◆ Opdracht
Werk het stuk uit de uitspraak bij dat begint met "HET PROCESVERLOOP" en doorloopt tot en met "mei tot en met 18 mei 2020.". Geef dat gedeelte opnieuw weer, met "de Bank" overal vervangen door "de SVB".

◆ Tekstblok
........
In deze zaak heeft de Sociale Verzekeringsbank (SVB) op 13 mei 2020 besloten dat appellante geen recht had op ziekengeld vanaf 4 september 2019. Appellante heeft hiertegen op 2 juni 2020 beroep aangetekend. Op 12 november 2024 heeft de SVB echter het eerdere besluit ingetrokken en een nieuwe beslissing genomen op 2 oktober 2024, waarbij aan appellante alsnog ziekengeld is toegekend voor de periode van 11 tot en met 18 mei 2020. De behandeling van het beroep vond plaats op 20 november 2024, waarbij de SVB vertegenwoordigd was door haar gemachtigden en enkele medewerkers. Appellante was niet aanwezig op de zitting.

Het College van Beroep heeft vastgesteld dat de nieuwe beslissing van de SVB volledig tegemoetkomt aan de eisen van appellante, waardoor de bestreden beslissing niet langer gehandhaafd hoeft te worden. Tijdens de zitting is appellante gevraagd naar haar belang bij de voortzetting van het beroep, maar hierop is geen reactie gekomen. Het College heeft daarom geoordeeld dat appellante geen procesbelang meer heeft bij de behandeling van het beroep en heeft het beroep niet-ontvankelijk verklaard.

De uitspraak is gedaan op 6 januari 2025 door mr. B.J. van Ettekoven als voorzitter, met T. de Cuba en H. Dirksz als leden. De secretaris van de zitting was mr. M.E.C. Bakker. Partijen hebben de mogelijkheid om binnen de gegeven termijn hoger beroep in te stellen bij het Gemeenschappelijk Hof van Justitie, waarbij het hoger beroepschrift binnen zes weken na verzending van de uitspraak moet worden ingediend.

Uitspraak

Uitspraak van 6 januari 2025
CVB nr. AUA202001514

COLLEGE VAN BEROEP

UITSPRAAK
op het beroep in de zin van
Landsverordening Ziekteverzekering (LvZv) van:

[Appellante],

wonende te Aruba,
APPELLANTE,
tegen de beslissing van 13 mei 2020 van:

DE SOCIALE VERZEKERINGSBANK,

gevestigd te Aruba,
VERWEERDER, hierna ook te noemen: de Bank,
gemachtigden: mr. P.R.C. Brown en mr. S.G. Tromp.

HET PROCESVERLOOP

1 In de beslissing van 13 mei 2020 (de bestreden beslissing) heeft de Bank besloten dat appellante vanaf 4 september 2019 geen recht heeft op tegemoetkoming bij arbeidsongeschiktheid (ziekengeld).
1.1
Tegen deze beslissing heeft appellante op 2 juni 2020 beroep aangetekend.
1.2
Op 12 november 2024 heeft de Bank het College bericht dat de bestreden beslissing is ingetrokken en vervangen door een beslissing van 2 oktober 2024 waarbij aan appellante alsnog ziekengeld is toegekend in de periode van 11 mei tot en met 18 mei 2020.
........
◆ Gegevensfragmenten
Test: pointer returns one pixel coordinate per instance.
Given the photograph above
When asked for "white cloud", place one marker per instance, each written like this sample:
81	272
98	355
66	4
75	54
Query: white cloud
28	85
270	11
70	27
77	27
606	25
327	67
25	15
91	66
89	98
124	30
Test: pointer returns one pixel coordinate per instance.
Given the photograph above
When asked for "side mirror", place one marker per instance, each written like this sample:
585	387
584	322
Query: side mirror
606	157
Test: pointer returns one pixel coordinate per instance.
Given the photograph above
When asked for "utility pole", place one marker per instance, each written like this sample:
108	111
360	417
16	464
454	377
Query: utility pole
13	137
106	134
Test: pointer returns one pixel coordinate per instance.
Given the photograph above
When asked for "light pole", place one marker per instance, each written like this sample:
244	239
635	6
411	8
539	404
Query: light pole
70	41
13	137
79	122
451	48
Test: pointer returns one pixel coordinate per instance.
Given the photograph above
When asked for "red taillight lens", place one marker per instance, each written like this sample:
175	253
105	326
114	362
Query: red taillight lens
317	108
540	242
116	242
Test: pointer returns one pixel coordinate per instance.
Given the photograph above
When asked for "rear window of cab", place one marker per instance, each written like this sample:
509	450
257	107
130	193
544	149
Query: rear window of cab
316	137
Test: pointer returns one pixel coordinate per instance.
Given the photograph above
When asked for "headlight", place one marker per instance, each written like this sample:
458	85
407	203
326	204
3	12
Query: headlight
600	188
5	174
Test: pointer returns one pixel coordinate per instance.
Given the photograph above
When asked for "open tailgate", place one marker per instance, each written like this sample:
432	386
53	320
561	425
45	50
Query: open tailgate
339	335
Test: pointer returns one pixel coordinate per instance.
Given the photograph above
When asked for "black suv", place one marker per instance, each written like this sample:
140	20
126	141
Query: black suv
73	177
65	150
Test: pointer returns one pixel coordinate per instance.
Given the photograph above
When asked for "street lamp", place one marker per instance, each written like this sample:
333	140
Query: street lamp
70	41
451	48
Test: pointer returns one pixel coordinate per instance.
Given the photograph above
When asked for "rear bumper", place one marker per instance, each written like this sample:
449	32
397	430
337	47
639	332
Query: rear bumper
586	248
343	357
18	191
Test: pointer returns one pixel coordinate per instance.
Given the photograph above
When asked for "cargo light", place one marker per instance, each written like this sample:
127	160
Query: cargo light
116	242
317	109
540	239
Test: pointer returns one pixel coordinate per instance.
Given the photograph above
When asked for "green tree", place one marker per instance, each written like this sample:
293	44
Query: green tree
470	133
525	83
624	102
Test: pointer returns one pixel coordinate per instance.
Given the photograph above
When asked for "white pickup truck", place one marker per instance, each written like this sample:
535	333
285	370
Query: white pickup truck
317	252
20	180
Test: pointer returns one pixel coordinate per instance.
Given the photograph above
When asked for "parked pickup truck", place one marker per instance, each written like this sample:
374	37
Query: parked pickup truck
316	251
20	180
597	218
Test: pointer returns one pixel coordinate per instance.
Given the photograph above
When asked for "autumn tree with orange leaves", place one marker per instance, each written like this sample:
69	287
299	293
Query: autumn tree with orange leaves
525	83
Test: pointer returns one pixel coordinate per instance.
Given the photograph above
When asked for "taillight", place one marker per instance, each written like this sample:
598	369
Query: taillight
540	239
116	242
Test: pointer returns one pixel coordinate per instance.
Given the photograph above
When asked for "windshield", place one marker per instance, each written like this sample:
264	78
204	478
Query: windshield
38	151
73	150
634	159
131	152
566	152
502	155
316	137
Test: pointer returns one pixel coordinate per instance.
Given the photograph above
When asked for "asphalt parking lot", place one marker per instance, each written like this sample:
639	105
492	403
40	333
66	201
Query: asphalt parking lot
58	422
........
◆ Resultaat
HET PROCESVERLOOP

1 In de beslissing van 13 mei 2020 (de bestreden beslissing) heeft de SVB besloten dat appellante vanaf 4 september 2019 geen recht heeft op tegemoetkoming bij arbeidsongeschiktheid (ziekengeld).
1.1
Tegen deze beslissing heeft appellante op 2 juni 2020 beroep aangetekend.
1.2
Op 12 november 2024 heeft de SVB het College bericht dat de bestreden beslissing is ingetrokken en vervangen door een beslissing van 2 oktober 2024 waarbij aan appellante alsnog ziekengeld is toegekend in de periode van 11 mei tot en met 18 mei 2020.